--- PROBLEM TO WORK ON ---
Please count how many rows below contain the word "train", and reply with that number alone.

--- DATA EXTRACT ---
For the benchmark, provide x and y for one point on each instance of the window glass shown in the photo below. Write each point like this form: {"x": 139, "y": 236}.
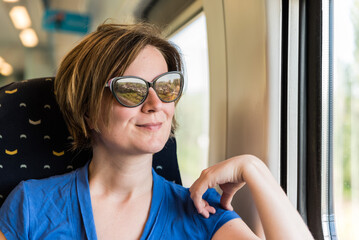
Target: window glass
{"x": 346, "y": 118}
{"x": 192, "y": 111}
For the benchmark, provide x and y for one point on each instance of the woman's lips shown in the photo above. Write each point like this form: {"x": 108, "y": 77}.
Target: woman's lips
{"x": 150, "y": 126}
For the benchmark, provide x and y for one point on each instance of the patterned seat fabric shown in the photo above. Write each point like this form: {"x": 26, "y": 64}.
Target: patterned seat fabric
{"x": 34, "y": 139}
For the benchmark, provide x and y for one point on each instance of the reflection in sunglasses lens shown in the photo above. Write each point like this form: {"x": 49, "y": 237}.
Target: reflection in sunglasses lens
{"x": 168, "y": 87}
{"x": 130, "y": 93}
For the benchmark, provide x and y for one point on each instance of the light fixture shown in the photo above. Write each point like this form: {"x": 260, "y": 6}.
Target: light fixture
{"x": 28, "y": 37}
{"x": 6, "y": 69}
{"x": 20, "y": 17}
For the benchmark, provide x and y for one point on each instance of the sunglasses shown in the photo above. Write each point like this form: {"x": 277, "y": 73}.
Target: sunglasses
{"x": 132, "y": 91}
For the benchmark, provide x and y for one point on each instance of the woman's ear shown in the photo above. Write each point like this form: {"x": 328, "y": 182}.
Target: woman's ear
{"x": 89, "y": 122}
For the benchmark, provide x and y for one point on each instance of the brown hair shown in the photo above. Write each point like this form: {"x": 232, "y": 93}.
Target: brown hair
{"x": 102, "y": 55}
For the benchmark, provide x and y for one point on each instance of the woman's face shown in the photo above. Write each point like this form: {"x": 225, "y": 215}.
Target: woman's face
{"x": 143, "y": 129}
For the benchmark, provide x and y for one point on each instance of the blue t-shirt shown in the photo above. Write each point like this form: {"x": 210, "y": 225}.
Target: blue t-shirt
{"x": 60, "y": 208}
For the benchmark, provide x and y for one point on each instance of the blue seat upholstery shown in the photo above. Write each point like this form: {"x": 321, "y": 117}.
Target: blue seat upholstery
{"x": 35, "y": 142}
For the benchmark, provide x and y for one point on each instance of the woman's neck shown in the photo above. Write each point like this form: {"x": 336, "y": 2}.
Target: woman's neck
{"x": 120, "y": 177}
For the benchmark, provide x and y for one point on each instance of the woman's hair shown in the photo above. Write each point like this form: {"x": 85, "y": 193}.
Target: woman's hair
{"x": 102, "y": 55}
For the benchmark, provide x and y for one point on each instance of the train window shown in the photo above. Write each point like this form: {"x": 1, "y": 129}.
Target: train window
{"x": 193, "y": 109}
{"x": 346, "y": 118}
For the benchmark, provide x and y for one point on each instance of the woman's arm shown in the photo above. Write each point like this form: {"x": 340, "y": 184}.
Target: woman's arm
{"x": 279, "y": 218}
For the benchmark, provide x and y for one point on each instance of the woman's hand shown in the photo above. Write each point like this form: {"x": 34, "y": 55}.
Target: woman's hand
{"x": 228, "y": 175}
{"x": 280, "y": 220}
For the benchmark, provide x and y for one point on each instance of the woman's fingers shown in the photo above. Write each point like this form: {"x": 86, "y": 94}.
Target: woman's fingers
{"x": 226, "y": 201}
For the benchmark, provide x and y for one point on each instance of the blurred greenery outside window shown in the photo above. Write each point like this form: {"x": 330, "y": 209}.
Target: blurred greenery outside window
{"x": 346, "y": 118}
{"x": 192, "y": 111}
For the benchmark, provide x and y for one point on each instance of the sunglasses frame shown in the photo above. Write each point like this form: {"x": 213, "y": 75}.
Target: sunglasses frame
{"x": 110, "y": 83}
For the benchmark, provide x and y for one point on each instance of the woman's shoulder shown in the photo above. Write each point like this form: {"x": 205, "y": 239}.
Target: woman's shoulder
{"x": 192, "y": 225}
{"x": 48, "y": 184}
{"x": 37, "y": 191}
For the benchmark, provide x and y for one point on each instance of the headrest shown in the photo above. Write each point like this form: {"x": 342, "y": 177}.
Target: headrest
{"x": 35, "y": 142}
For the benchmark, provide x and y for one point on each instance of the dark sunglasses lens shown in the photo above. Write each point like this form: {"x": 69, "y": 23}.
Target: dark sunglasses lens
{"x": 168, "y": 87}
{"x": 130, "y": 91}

---

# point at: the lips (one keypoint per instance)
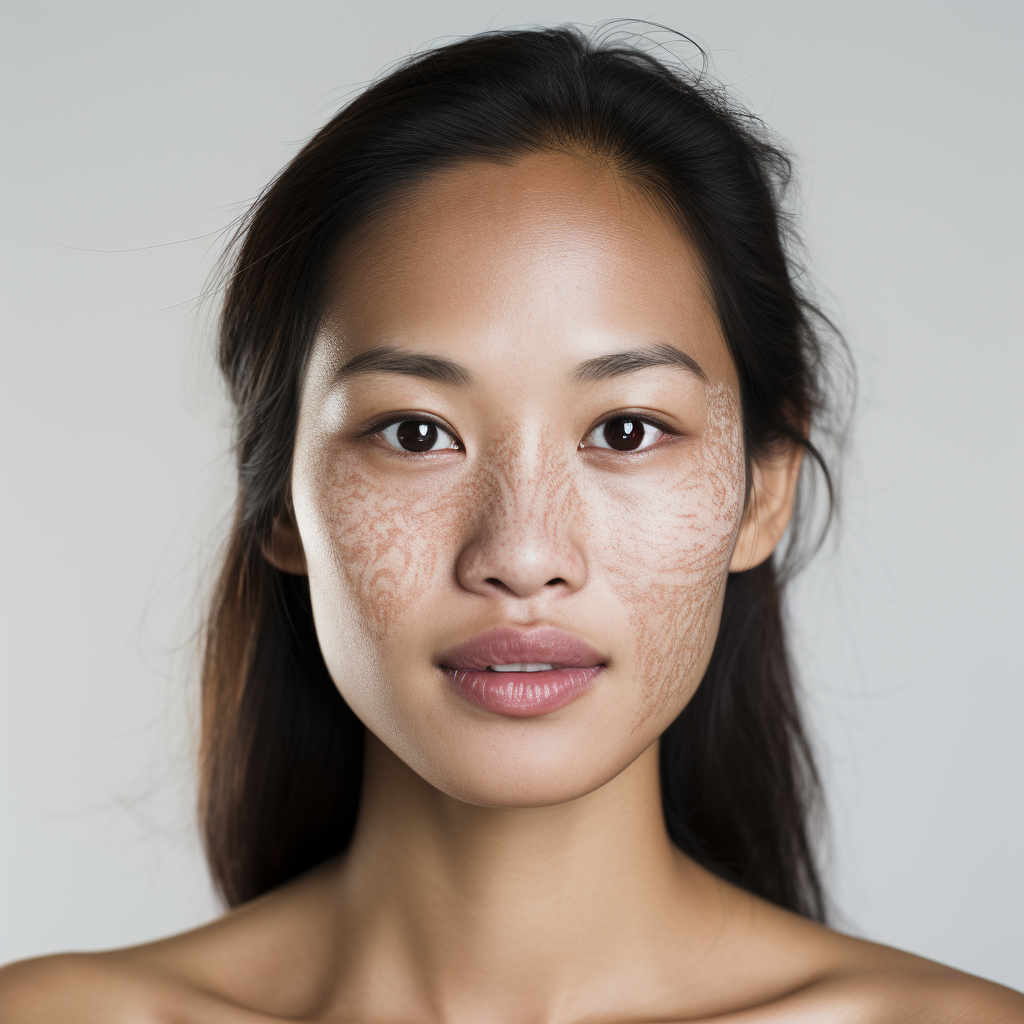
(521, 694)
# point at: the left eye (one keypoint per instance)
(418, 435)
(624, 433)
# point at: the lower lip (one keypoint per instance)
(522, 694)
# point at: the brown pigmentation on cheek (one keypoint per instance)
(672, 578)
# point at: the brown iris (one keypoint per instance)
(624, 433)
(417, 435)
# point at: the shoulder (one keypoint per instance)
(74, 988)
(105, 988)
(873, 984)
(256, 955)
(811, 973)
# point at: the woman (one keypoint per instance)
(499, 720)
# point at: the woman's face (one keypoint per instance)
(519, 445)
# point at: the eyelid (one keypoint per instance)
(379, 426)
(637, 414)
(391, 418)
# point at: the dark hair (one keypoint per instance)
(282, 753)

--- FINISHED TASK ---
2